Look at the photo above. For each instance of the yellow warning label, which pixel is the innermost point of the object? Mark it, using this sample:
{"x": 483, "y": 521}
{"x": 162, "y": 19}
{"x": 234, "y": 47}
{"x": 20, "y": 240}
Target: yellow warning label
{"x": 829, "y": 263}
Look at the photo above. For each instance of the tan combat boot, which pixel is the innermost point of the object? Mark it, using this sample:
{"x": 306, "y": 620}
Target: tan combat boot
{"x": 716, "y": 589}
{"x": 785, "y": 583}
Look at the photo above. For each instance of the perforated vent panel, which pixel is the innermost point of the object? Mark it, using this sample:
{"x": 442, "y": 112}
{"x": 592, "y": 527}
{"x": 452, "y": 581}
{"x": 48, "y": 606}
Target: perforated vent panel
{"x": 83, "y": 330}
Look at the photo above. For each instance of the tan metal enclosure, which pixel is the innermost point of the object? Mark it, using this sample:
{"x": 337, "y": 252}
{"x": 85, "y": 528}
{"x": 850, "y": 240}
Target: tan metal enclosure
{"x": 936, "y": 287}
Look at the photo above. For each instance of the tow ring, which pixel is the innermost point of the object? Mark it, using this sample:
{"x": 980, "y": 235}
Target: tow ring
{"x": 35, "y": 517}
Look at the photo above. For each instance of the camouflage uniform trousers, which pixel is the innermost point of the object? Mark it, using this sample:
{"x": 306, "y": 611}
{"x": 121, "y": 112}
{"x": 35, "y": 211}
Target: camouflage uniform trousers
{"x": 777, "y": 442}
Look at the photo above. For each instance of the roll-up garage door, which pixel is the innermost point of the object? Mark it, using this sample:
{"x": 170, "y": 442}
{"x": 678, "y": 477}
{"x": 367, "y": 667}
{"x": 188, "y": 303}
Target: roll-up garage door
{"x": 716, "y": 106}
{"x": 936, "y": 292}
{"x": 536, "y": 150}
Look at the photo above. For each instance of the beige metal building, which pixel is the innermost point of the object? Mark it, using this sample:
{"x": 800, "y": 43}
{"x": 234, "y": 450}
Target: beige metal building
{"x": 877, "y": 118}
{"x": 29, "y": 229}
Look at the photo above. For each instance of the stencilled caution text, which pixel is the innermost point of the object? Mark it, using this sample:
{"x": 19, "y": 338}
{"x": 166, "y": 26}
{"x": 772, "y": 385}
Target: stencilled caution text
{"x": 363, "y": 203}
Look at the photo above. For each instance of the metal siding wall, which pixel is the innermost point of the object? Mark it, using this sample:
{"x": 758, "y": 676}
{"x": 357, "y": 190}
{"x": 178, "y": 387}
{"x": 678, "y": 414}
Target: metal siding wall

────────────────

What you will do: Set out every line of the material above as a JSON list of strings, one string per line and no blank lines.

Answer below:
[
  "Look at the photo above. For each instance of the yellow warning label, which pixel is the innermost point of the object? Mark it, using this sample:",
  "{\"x\": 483, \"y\": 521}",
  "{\"x\": 162, \"y\": 19}",
  "{\"x\": 234, \"y\": 47}",
  "{\"x\": 20, \"y\": 240}",
  "Target: yellow warning label",
  "{\"x\": 829, \"y\": 263}",
  "Look at the photo above. For each instance of the tan combat boot, which pixel is the innermost point of the object? Mark it, using this sample:",
  "{\"x\": 306, \"y\": 620}",
  "Target: tan combat boot",
  "{\"x\": 716, \"y\": 589}",
  "{\"x\": 785, \"y\": 583}",
  "Look at the photo above. For each instance of the perforated vent panel, which pixel is the innermost point of the object? Mark it, using this sample:",
  "{\"x\": 442, \"y\": 112}",
  "{\"x\": 592, \"y\": 527}",
  "{\"x\": 452, \"y\": 581}",
  "{\"x\": 48, \"y\": 606}",
  "Target: perforated vent panel",
  "{\"x\": 83, \"y\": 330}",
  "Look at the photo above. For each instance of the tan metal enclosure, which pixel is the innermost point of the object? Mark it, using this sample:",
  "{\"x\": 337, \"y\": 252}",
  "{\"x\": 85, \"y\": 528}",
  "{\"x\": 850, \"y\": 240}",
  "Target: tan metal enclosure",
  "{\"x\": 936, \"y\": 287}",
  "Look at the photo above. For each instance of the tow ring, which pixel is the innermost point of the object? Mark it, using this sample:",
  "{\"x\": 980, \"y\": 235}",
  "Target: tow ring",
  "{\"x\": 35, \"y\": 517}",
  "Look at the photo above. For each instance of the camouflage uniform trousers, which pixel is the innermost point of the object? Mark it, using this sample:",
  "{\"x\": 306, \"y\": 611}",
  "{\"x\": 121, \"y\": 112}",
  "{\"x\": 35, \"y\": 211}",
  "Target: camouflage uniform trousers",
  "{\"x\": 777, \"y\": 442}",
  "Look at the photo above. For each instance of the roll-up garage door, which pixel is the innermost point of the object? Mark it, using this sample:",
  "{\"x\": 170, \"y\": 442}",
  "{\"x\": 678, \"y\": 477}",
  "{\"x\": 367, \"y\": 667}",
  "{\"x\": 188, \"y\": 303}",
  "Target: roll-up garage door",
  "{\"x\": 716, \"y\": 106}",
  "{\"x\": 936, \"y\": 292}",
  "{\"x\": 536, \"y\": 150}",
  "Look at the photo above. For each instance of the beige metal building, which pixel is the innermost point of the object? Mark it, using this sample:",
  "{\"x\": 800, \"y\": 43}",
  "{\"x\": 234, \"y\": 450}",
  "Target: beige metal building",
  "{\"x\": 877, \"y\": 118}",
  "{\"x\": 29, \"y\": 229}",
  "Look at the photo above. For each instance of the stencilled caution text, which pixel is the innermost point of the object? Mark it, using this sample:",
  "{\"x\": 19, \"y\": 338}",
  "{\"x\": 166, \"y\": 26}",
  "{\"x\": 772, \"y\": 385}",
  "Target: stencilled caution text",
  "{\"x\": 363, \"y\": 203}",
  "Look at the photo above. For each instance of the metal siding wall, which pixel is the innermost point of the object? Mark it, using this sample:",
  "{\"x\": 758, \"y\": 676}",
  "{\"x\": 357, \"y\": 190}",
  "{\"x\": 178, \"y\": 387}",
  "{\"x\": 678, \"y\": 414}",
  "Target: metal siding wall"
]